QUESTIONS:
**1.** In the text on neck-through guitars, who considered manufacturing benefits when designing bolt-on instruments?
**2.** Copy word for word the stretch of the neck-through guitar text from "It's easier to" through "bolt-on construction method.".

PASSAGE TO READ:
=====

The construction of a neck-thru instrument makes it inherently more rigid than a bolt on instrument and therefore somewhat less susceptible to temperature and humidity changes. All guitars require maintenance and benefit from careful monitoring of humidity, but perhaps, electric neck-thru guitars require the least monitoring of all wooden guitars, and perhaps all wooden fretted instruments.
===Cons===
Neck-through construction is harder and more expensive to mass-produce than bolt-on or set-in neck constructions.

There is added expense in having to have much longer piece(s) of quality material to make the neck-through core.

There's added production time. A Bolt-on neck can be fabricated separately to the body, perhaps in a different facility or country. While separate necks are being crafted, bodies can be painted and finished without necks attached, significantly reducing manufacturing lead times and costs. This is one of the critical manufacturing benefits Leo Fender considered when designing bolt-on instruments.

It's easier to craft and fret a neck that's not yet attached to a body. A through-neck guitar cannot benefit from these production expedients. A through-neck is more time consuming to produce as the instrument has to be crafted around the core, incurring more expense and time to manufacture such an instrument.

If a fault or critical error arises in through-neck construction the entire instrument may be written-off. This, plus the additional construction time discussed above, adds up to a neck-through construction instrument being comparatively more expensive than an instrument of very similar specification but manufactured with a set-neck or bolt-on construction method.

Repairs to this type of neck can be more difficult if not impossible. Repairs to such instruments can be more costly because of this. In some cases, it may be easier to remove the old neck completely by removing the wings and replacing the core with an entirely new component. Alternatively, such a guitar can be converted to a bolt-on or set-neck by creating a heel and affixing the new neck to the core already in place, rather than to try to repair the neck itself. However, due to the stability of this kind of construction, neck-through guitars tend to be more sturdy.

== Use ==
This structure is used by many companies, including Parker Guitars, B.C. Rich, Yamaha (primarily on basses), Cort Guitars, Ibanez (primarily on basses), Jackson, Dean Guitars, Alembic, Schecter, Carvin, ESP Guitars, Strandberg, Halo, Solar guitars, Rickenbacker and many others.

Many configurations of the Gibson Firebird guitar and Thunderbird bass are also built neck-through.

The construction method is also popular with independent guitar builders, who can typically devote more time to such a labour-intensive neck joint than a mass-producing company could.

=====

EXTRACTED MATERIAL:
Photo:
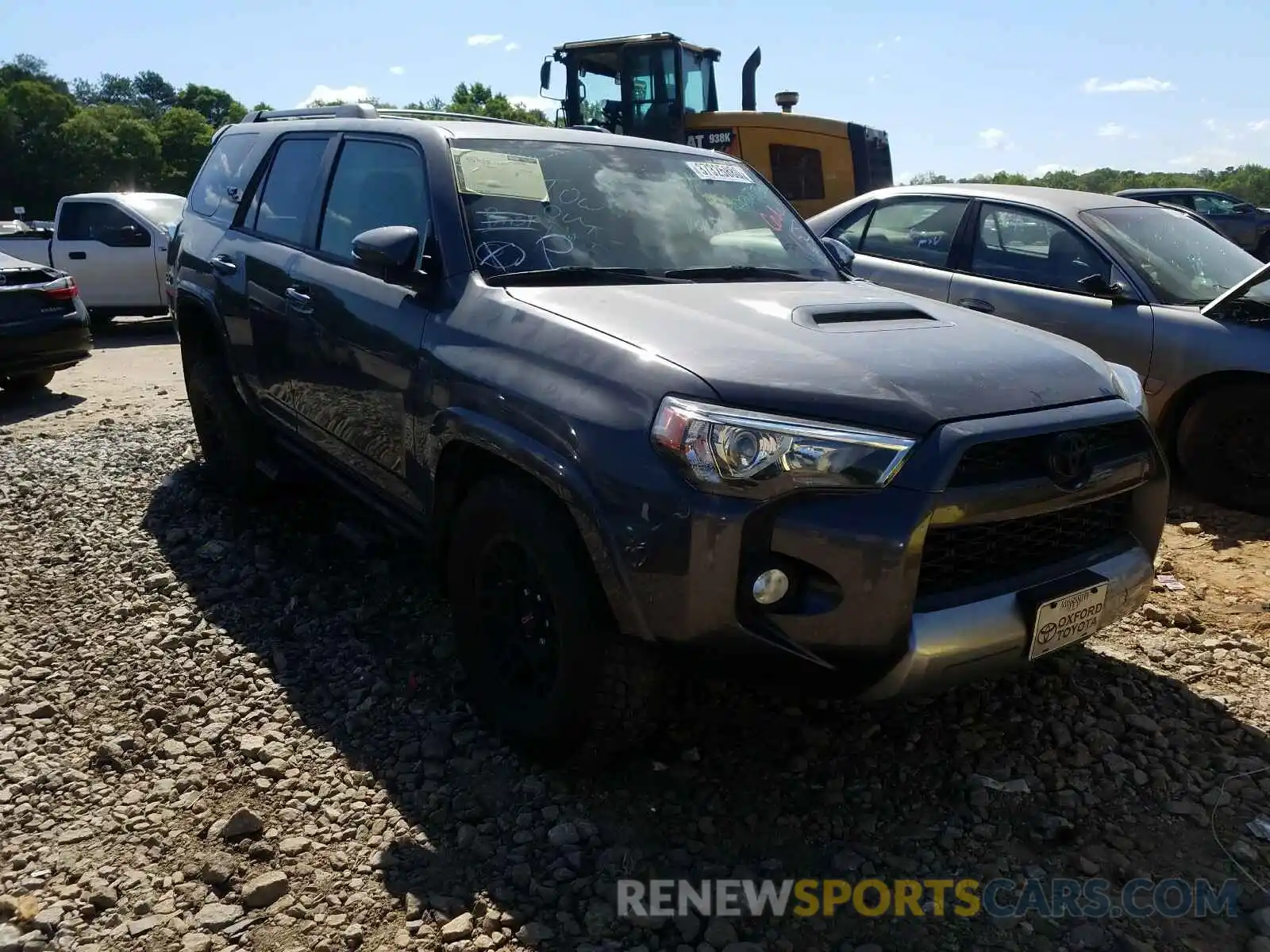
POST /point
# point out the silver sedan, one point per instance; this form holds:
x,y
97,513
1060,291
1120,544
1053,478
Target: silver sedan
x,y
1145,286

=====

ANSWERS TO EACH TASK:
**1.** Leo Fender

**2.**
It's easier to craft and fret a neck that's not yet attached to a body. A through-neck guitar cannot benefit from these production expedients. A through-neck is more time consuming to produce as the instrument has to be crafted around the core, incurring more expense and time to manufacture such an instrument.

If a fault or critical error arises in through-neck construction the entire instrument may be written-off. This, plus the additional construction time discussed above, adds up to a neck-through construction instrument being comparatively more expensive than an instrument of very similar specification but manufactured with a set-neck or bolt-on construction method.